**Records to use**:
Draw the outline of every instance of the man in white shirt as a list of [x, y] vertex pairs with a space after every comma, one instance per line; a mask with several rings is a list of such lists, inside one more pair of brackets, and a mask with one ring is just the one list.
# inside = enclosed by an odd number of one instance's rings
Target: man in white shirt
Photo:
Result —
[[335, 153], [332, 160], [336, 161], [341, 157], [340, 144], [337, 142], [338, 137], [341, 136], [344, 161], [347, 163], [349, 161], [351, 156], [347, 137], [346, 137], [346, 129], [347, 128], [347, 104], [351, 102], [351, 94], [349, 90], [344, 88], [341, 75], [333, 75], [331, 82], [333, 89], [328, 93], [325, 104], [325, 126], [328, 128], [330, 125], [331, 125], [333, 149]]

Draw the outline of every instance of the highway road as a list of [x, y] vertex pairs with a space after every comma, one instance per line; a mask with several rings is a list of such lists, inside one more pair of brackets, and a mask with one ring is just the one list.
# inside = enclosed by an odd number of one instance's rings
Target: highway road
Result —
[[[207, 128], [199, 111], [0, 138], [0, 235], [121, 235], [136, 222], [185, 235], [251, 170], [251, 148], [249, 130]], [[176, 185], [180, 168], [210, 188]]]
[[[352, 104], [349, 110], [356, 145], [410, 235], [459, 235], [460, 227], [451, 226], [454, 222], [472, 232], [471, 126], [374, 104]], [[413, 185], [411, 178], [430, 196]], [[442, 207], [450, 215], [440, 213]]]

**Goal of the exercise**: Quote the whole listing above, leaving nothing out.

**Complete response**:
Draw the outline of every instance of the man in white shirt as a list of [x, y] vertex pairs with a space after every comma, one instance per line; a mask with several rings is a list of such lists, inside one more pair of brackets, and a mask with one ring is just the one list.
# inside = enclosed by an odd number of one instance's rings
Target: man in white shirt
Photo:
Result —
[[335, 153], [332, 160], [336, 161], [341, 157], [340, 144], [337, 142], [338, 137], [341, 136], [344, 161], [347, 163], [349, 161], [351, 156], [347, 137], [346, 137], [346, 129], [347, 128], [347, 104], [351, 102], [351, 94], [349, 90], [344, 88], [341, 75], [333, 75], [331, 82], [333, 89], [328, 93], [325, 104], [325, 126], [328, 128], [330, 125], [331, 125], [333, 149]]

Draw the outline of every instance of the highway road as a list of [x, y] vertex pairs with a space after every comma, one instance per line; a mask with several rings is a list of such lists, inside one more pair of brackets, and a mask with one ring is just the one list.
# inside = enclosed by an odd number of one instance's rings
Target: highway road
Result —
[[[207, 128], [199, 111], [0, 138], [0, 235], [121, 235], [136, 222], [185, 235], [251, 170], [251, 148], [249, 130]], [[176, 185], [180, 168], [210, 188]]]
[[[352, 104], [349, 110], [356, 145], [410, 235], [459, 235], [460, 227], [451, 226], [454, 222], [472, 232], [471, 126], [374, 104]], [[413, 185], [411, 178], [430, 196]], [[442, 207], [450, 215], [440, 213]]]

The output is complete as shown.